WRITTEN REQUEST → Reproduce the items starting at the line containing "occurrence of flying" and ending at the line containing "[0,0,600,105]", swapping "bounding box" for "rectangle" and leaving all else unchanged.

==== SOURCE MATERIAL ====

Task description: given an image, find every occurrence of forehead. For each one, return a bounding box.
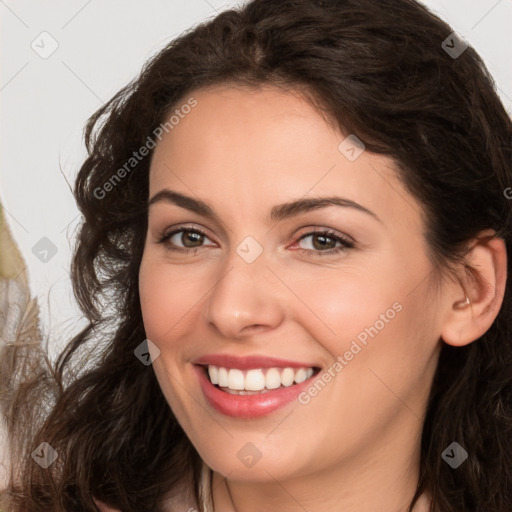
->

====
==== SOURCE MATERIAL ====

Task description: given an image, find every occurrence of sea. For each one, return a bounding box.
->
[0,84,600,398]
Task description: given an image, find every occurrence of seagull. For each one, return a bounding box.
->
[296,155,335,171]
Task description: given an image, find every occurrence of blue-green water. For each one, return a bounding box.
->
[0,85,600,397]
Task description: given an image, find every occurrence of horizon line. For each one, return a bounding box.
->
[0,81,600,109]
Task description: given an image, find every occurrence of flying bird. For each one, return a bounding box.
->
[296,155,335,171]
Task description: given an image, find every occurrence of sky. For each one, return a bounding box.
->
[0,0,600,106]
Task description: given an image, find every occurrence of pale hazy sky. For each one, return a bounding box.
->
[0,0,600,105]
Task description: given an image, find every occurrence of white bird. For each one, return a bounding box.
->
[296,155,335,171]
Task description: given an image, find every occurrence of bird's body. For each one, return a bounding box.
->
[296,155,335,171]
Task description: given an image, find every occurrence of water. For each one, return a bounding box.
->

====

THE RESPONSE →
Task description: given an image, find every occurrence of flying bird. For each one, return a rectangle.
->
[296,155,335,171]
Task description: given an image, find every occurrence of sky. For each one, return a rectangle.
->
[0,0,600,106]
Task description: given an image, find every occurrence of pale hazy sky. For each one, return a rectangle.
->
[0,0,600,105]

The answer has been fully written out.